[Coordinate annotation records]
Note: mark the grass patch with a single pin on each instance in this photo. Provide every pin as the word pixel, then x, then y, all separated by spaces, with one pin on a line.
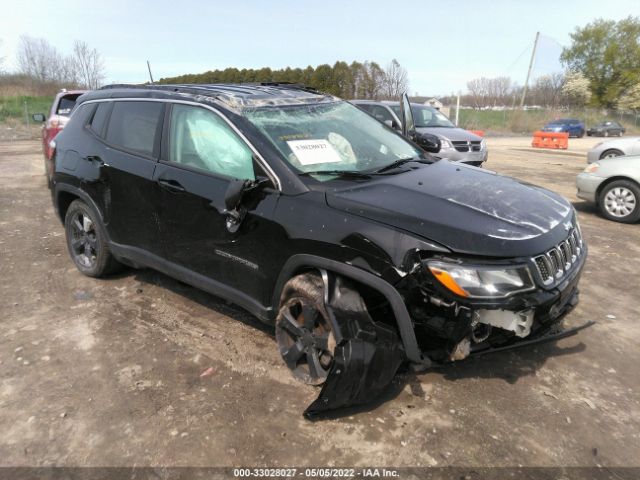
pixel 528 121
pixel 14 107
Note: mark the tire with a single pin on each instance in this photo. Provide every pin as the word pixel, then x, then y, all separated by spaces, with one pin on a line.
pixel 303 329
pixel 87 241
pixel 611 153
pixel 620 201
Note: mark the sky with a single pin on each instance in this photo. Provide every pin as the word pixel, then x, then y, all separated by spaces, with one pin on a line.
pixel 441 44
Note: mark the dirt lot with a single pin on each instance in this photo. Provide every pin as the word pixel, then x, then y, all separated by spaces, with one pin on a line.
pixel 108 372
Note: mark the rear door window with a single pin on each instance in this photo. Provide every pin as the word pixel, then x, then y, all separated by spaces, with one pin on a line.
pixel 135 126
pixel 100 118
pixel 199 138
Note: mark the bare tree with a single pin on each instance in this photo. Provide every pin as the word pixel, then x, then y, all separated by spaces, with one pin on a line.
pixel 547 90
pixel 396 80
pixel 88 65
pixel 1 61
pixel 577 88
pixel 41 61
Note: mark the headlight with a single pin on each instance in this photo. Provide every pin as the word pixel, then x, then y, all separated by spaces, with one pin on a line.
pixel 592 167
pixel 444 143
pixel 482 281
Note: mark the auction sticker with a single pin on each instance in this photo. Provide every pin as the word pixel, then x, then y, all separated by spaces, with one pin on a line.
pixel 312 152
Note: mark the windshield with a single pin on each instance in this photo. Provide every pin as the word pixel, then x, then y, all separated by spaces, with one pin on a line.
pixel 430 117
pixel 330 137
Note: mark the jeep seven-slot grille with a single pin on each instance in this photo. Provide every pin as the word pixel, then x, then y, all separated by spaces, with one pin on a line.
pixel 555 263
pixel 467 146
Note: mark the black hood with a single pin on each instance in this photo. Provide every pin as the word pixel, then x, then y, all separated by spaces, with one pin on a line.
pixel 466 209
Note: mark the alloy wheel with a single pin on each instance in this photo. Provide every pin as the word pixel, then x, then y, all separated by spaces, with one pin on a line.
pixel 83 242
pixel 620 202
pixel 305 341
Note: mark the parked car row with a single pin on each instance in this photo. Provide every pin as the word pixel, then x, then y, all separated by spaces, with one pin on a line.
pixel 612 179
pixel 58 117
pixel 433 131
pixel 577 128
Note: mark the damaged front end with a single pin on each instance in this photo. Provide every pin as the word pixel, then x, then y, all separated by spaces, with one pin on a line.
pixel 456 308
pixel 366 356
pixel 461 307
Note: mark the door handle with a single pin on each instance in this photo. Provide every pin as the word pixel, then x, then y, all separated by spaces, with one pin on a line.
pixel 94 158
pixel 171 185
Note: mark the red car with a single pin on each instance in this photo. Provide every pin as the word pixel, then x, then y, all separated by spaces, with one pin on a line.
pixel 58 117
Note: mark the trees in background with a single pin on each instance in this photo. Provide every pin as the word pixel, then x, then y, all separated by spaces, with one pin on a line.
pixel 489 92
pixel 356 80
pixel 576 89
pixel 607 53
pixel 44 63
pixel 396 80
pixel 88 65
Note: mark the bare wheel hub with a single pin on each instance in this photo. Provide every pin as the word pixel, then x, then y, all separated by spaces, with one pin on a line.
pixel 305 341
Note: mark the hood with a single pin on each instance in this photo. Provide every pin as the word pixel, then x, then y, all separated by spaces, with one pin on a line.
pixel 469 210
pixel 453 134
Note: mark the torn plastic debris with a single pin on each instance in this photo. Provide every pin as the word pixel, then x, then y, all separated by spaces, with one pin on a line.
pixel 367 353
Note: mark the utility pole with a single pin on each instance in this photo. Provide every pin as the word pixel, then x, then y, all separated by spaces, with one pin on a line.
pixel 151 76
pixel 526 82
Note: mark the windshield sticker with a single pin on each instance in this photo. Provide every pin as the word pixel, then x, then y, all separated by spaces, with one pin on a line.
pixel 313 152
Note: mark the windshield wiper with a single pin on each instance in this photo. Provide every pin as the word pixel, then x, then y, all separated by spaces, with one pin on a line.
pixel 342 173
pixel 401 162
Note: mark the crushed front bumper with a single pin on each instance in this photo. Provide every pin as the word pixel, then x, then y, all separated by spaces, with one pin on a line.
pixel 368 353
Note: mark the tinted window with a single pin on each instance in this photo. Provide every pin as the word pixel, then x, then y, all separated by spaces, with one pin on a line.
pixel 199 138
pixel 134 125
pixel 66 104
pixel 100 118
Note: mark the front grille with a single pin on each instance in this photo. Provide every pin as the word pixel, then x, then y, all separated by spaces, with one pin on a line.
pixel 558 261
pixel 467 146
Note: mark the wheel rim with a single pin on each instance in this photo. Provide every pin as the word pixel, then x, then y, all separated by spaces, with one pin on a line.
pixel 305 341
pixel 620 202
pixel 83 240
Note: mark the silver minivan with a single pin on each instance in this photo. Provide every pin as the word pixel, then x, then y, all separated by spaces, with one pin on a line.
pixel 456 144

# Aim:
Transcribe the lines above without alteration. Begin at the line that contains "Note: mark the bare wheel" and stop after the line that contains "pixel 83 240".

# Solved problem:
Note: mark the bare wheel hub with a single pin on each instance in this photo. Provide every pin as the word pixel, then x, then y, all separated by spaces, with one pin on a line.
pixel 305 341
Note: mark the hood with a single pin on each instance in this photo. Provide every pin as the word pixel, then x, then y, all separated by spaces, with one pin on a line.
pixel 469 210
pixel 453 134
Note: mark the torn plastic debris with a single pin on each instance in this photo. Provide every pin as the word pixel, then x, then y, all separated by spaces, with one pin on a line.
pixel 367 353
Note: mark the utility pole with a single pin on each instance in this photo. Provide every pin as the word pixel, then x, then y, all separated by spaces, with one pin on a line.
pixel 151 76
pixel 526 82
Note: mark the windshield sticker with a single pin on each instance in this photo. Provide every pin as the word pixel, then x, then y, all separated by spaces, with one pin on a line.
pixel 313 152
Note: mark the windshield wiper with a single pin on each instance in this photo. Provide every pin as the word pixel, then x, then y, all separated by spaces, with one pin on a line.
pixel 342 173
pixel 401 162
Note: mark the crushed front bumper with a single pin on each instance in this photo. Provide every pin as the word pixel, then x, then y, all separated by spaces, with one pin on a line.
pixel 368 353
Note: mark the tinted window with a single pin on each instance in this photo. Provide every pin as the word pixel, then x, then y, all separated by spaces, with one pin on a line.
pixel 199 138
pixel 134 125
pixel 66 104
pixel 100 118
Note: mark the front grille with a single pin on each instance in this photo. Provide every pin as the word pixel, then x, then y, all separated by spaces, with one pin on a line.
pixel 558 261
pixel 467 146
Note: mark the wheel rim with a single pin on each instance in this photo. Provide every pin as the word pixel, then x, then y, all separated by spaces, with one pin on a line.
pixel 305 341
pixel 620 202
pixel 83 240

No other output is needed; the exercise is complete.